• [Required work]
- A) The passage below about Don Bradman's batting names the ways the writer has watched cricket. List them.
- B) According to the passage below about Don Bradman's batting, how many sixes did Bradman hit in his test career?
- C) Carry on writing the passage below about Don Bradman's batting, starting from its last sentence.

There is a great mystery involving Don Bradman, or more particularly his method of batting, and it is this: Why haven’t other batsmen tried to imitate the Bradman method? From looking at the old films and watching test cricket live and on television for a number of decades my belief is that the nearest player to the Bradman method is the other ‘Boy from the Bush,’ Doug Walters. But, in my view, aside from Walters, who had an un-Bradman-like weakness for hitting sixes (Bradman hit only one six in his test career), there is no other player who remotely resembles Bradman in style, or in achievement.

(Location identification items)
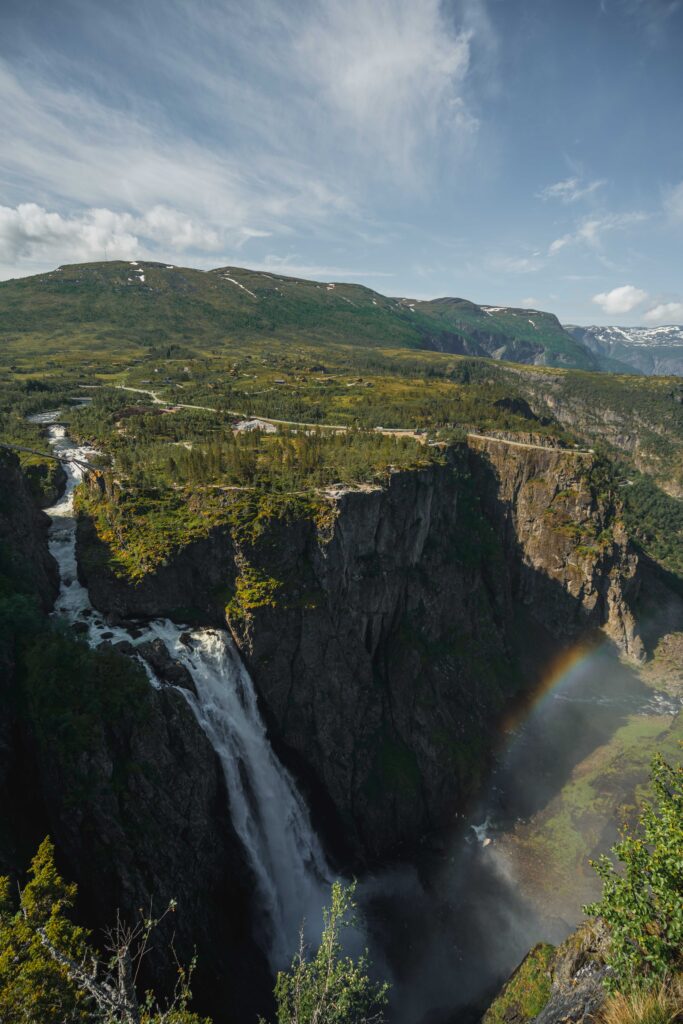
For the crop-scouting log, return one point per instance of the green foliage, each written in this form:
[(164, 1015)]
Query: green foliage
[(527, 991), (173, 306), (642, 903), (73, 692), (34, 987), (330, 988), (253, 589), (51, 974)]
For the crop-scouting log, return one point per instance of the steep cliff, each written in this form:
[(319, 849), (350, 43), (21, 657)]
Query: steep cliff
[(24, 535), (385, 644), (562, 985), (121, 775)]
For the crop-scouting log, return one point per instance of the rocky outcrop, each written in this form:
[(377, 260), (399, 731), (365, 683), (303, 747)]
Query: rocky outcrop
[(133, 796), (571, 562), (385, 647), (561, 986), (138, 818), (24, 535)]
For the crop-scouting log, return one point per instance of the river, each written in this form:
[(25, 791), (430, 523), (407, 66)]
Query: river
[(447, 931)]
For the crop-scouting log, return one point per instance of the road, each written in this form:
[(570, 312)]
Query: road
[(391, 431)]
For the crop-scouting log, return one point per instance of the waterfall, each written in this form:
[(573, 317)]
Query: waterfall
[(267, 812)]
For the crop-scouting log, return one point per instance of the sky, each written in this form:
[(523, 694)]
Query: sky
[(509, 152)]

• [Results of the exercise]
- A)
- Looking at the old films
- Watching test cricket live
- Watching test cricket on television

- B) Only one.

- C)
Tony Shillinglaw was so convinced that that the Bradman method was not an aberration that, towards the end of his own career, he tried the method out for himself in the nets. ‘Batting was not just different,’ he wrote. ‘With practice it suddenly became a thrilling new experience … Never before in my cricketing experience had I timed the ball so consistently well, nor hit it so fast all around the wicket and with so little mental and physical effort.’

‘Up and down the country youngsters are being taught slavishly to take their bats straight back, the old pendulum idea, in a program developed by the MCC,’ Shillinglaw insisted. ‘The indications are that they are being given a handicap from the very beginning.’

What better way to commemorate the centenary of Don Bradman’s birth than to start training many youngsters to bat in the Bradman way? If this is done, cricket might see a Bradman clone, not in a couple of thousand years or so (presuming the game lasts this long) but hopefully within a couple of generations of players.